Problem to work on:
Reproduce all of the material, keeping each line intact.

Data to use:
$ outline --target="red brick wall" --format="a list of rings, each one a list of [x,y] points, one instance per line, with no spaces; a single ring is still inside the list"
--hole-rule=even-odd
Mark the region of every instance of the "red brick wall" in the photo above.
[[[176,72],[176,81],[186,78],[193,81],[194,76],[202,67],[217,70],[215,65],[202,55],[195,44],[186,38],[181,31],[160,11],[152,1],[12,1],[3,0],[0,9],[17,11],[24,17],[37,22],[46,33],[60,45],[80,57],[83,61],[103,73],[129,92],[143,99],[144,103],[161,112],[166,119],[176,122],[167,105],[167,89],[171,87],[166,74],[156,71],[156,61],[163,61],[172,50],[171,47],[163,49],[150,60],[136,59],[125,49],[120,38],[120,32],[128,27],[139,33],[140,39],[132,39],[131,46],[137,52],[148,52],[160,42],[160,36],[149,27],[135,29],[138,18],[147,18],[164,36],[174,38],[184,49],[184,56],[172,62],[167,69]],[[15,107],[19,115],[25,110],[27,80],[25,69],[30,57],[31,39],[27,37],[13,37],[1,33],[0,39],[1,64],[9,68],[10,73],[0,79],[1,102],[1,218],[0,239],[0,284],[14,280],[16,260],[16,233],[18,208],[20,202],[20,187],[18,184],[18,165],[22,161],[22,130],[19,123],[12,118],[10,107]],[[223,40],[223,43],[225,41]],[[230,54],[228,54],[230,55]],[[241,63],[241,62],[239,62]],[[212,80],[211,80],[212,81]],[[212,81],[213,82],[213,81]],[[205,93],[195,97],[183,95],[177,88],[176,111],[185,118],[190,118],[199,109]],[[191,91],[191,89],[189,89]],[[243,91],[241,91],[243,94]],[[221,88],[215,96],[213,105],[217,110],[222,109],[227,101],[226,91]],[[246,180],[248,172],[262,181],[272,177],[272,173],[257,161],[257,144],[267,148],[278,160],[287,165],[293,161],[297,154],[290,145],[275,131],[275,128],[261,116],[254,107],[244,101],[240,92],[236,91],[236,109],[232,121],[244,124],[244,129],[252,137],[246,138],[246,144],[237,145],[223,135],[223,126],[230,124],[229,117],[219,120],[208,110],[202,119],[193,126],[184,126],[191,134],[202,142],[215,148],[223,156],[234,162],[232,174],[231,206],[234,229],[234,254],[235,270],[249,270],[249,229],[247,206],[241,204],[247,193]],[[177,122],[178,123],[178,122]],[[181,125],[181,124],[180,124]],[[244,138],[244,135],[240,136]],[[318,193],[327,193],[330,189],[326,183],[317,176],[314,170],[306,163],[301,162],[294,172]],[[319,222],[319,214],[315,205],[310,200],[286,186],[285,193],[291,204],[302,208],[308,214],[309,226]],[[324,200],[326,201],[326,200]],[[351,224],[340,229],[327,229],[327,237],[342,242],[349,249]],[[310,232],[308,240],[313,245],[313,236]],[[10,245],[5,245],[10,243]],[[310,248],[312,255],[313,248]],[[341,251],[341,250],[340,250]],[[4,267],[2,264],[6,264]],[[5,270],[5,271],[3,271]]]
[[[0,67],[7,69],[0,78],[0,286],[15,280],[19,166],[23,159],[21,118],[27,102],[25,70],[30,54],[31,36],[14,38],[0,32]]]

Solution:
$ outline --target="red brick wall" --format="a list of rings, each one a list of [x,y] points, one instance per line, with no spaces; a single ring is still inside the list"
--hole-rule=even-odd
Mark the region of every instance of the "red brick wall" in the photo above.
[[[176,72],[176,81],[186,78],[193,81],[194,76],[202,67],[217,70],[215,65],[202,55],[195,44],[186,38],[181,31],[160,11],[152,1],[12,1],[3,0],[0,9],[17,11],[24,17],[37,22],[46,33],[60,45],[80,57],[83,61],[103,73],[129,92],[143,99],[144,103],[161,112],[166,119],[176,122],[167,105],[167,89],[171,87],[166,74],[156,71],[156,61],[163,61],[172,50],[171,47],[163,49],[150,60],[136,59],[125,49],[120,38],[120,32],[128,27],[139,33],[140,39],[132,39],[131,46],[137,52],[148,52],[160,42],[160,36],[149,27],[135,29],[138,18],[147,18],[164,36],[174,38],[184,49],[184,56],[172,62],[167,69]],[[15,107],[19,115],[25,110],[27,80],[25,69],[30,57],[31,39],[27,37],[13,37],[1,33],[0,39],[1,64],[9,68],[10,73],[0,79],[1,102],[1,218],[0,239],[0,284],[14,280],[16,260],[16,233],[18,208],[20,202],[20,187],[18,184],[18,165],[22,161],[22,130],[19,123],[12,118],[10,107]],[[223,40],[223,43],[225,41]],[[230,54],[228,54],[230,55]],[[241,63],[241,62],[239,62]],[[212,80],[211,80],[212,81]],[[212,81],[213,82],[213,81]],[[205,93],[195,97],[183,95],[177,88],[176,111],[185,118],[190,118],[199,109]],[[191,91],[191,89],[189,89]],[[243,91],[241,91],[243,94]],[[221,88],[215,96],[213,105],[217,110],[222,109],[227,101],[226,91]],[[246,180],[248,172],[262,181],[272,177],[272,173],[257,161],[257,144],[267,148],[278,160],[287,165],[293,161],[297,154],[290,145],[275,131],[275,128],[261,116],[254,107],[244,101],[240,92],[236,91],[236,109],[232,121],[244,124],[244,129],[252,137],[246,138],[246,144],[237,145],[223,135],[223,126],[230,124],[229,117],[219,120],[208,110],[202,119],[193,126],[184,126],[191,134],[202,142],[215,148],[223,156],[234,162],[232,174],[231,206],[234,229],[234,254],[235,270],[249,270],[249,229],[247,206],[241,204],[247,193]],[[177,122],[178,123],[178,122]],[[181,125],[181,124],[180,124]],[[244,138],[244,135],[240,136]],[[318,193],[327,193],[330,189],[326,183],[317,176],[314,170],[306,163],[301,162],[294,172]],[[319,222],[319,214],[315,205],[310,200],[286,186],[285,193],[291,204],[302,208],[308,214],[309,226]],[[324,200],[326,201],[326,200]],[[351,224],[340,229],[327,229],[327,237],[342,242],[349,249]],[[310,232],[308,240],[313,245],[313,236]],[[10,245],[5,245],[10,243]],[[310,248],[312,255],[313,248]],[[341,251],[341,250],[340,250]],[[4,267],[2,264],[6,264]],[[5,270],[5,271],[3,271]]]
[[[0,67],[7,69],[0,78],[0,286],[15,280],[19,166],[23,159],[21,118],[27,102],[25,70],[30,54],[31,36],[14,38],[0,32]]]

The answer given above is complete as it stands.